CONSEGNA 1: Riscrivi in forma più breve il paragrafo del brano che comincia con «Appena tre mesi dopo», conservandone i fatti principali.

BRANO:
▼▼▼
Con il nominare Godard, arriviamo dritti alla nascita della Nouvelle Vague e del cinema europeo moderno, senza però esimerci prima dal fare un passaggio intermedio, altrettanto significativo.

 

 

[Anna Magnani è Pina in Roma città aperta, un attimo prima della sua corsa disperata verso il camion delle SS]

 

 

27 novembre 1945.

Appena tre mesi dopo la fine del secondo conflitto mondiale, esce nelle sale italiane Roma città aperta, capolavoro assoluto di Roberto Rossellini e autentico manifesto del nascente movimento neorealista.

 

Con Roma città aperta si esce dagli studi e si arriva nelle strade, nelle piazze, nelle campagne; non quelle ricostruite dalle grandi produzioni hollywoodiane, ma quelle reali, della vita di tutti i giorni.
▲▲▲
RECORD FORNITI:
▼▼▼
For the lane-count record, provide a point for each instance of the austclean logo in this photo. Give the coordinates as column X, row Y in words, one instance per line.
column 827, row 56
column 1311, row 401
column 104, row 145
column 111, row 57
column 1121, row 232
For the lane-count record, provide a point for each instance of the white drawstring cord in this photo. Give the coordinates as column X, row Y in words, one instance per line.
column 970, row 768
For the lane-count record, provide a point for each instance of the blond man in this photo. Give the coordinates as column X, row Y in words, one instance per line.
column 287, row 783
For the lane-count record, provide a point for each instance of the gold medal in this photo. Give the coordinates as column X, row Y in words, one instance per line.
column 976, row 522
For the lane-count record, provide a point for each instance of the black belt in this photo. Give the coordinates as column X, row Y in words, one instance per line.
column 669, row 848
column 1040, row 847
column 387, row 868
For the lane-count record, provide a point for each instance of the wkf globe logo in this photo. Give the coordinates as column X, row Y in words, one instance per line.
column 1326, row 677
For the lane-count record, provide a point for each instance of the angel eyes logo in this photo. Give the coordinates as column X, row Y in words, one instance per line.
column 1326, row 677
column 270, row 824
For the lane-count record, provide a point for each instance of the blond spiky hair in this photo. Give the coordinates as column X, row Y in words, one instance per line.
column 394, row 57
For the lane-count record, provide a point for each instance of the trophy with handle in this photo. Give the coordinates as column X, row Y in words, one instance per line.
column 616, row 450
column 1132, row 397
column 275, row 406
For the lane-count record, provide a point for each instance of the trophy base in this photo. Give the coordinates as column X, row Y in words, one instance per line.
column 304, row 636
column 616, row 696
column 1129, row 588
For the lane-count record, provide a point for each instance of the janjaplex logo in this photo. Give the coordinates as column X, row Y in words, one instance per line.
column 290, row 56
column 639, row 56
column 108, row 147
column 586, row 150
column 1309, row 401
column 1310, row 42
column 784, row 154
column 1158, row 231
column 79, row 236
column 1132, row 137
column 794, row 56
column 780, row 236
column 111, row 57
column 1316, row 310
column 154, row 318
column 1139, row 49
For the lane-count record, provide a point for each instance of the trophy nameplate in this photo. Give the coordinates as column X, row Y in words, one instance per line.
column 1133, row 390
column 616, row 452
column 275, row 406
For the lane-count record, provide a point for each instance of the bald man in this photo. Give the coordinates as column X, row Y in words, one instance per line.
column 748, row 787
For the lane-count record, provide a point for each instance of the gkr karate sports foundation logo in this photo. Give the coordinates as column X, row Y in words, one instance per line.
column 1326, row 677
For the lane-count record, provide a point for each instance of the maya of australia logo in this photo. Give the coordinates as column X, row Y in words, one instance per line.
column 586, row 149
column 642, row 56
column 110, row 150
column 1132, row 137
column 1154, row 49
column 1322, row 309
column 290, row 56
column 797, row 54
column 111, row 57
▲▲▲
CONSEGNA 2: Ricopia dai record le righe comprese fra quella che contiene "of the bald" e quella che contiene "column 748, row 787", estremi inclusi.

RISPOSTA ATTESA 1: Tre mesi dopo la fine della seconda guerra mondiale esce nei cinema italiani Roma città aperta, capolavoro di Roberto Rossellini e manifesto del nascente neorealismo.

RISPOSTA ATTESA 2:
For the lane-count record, provide a point for each instance of the bald man in this photo. Give the coordinates as column X, row Y in words, one instance per line.
column 748, row 787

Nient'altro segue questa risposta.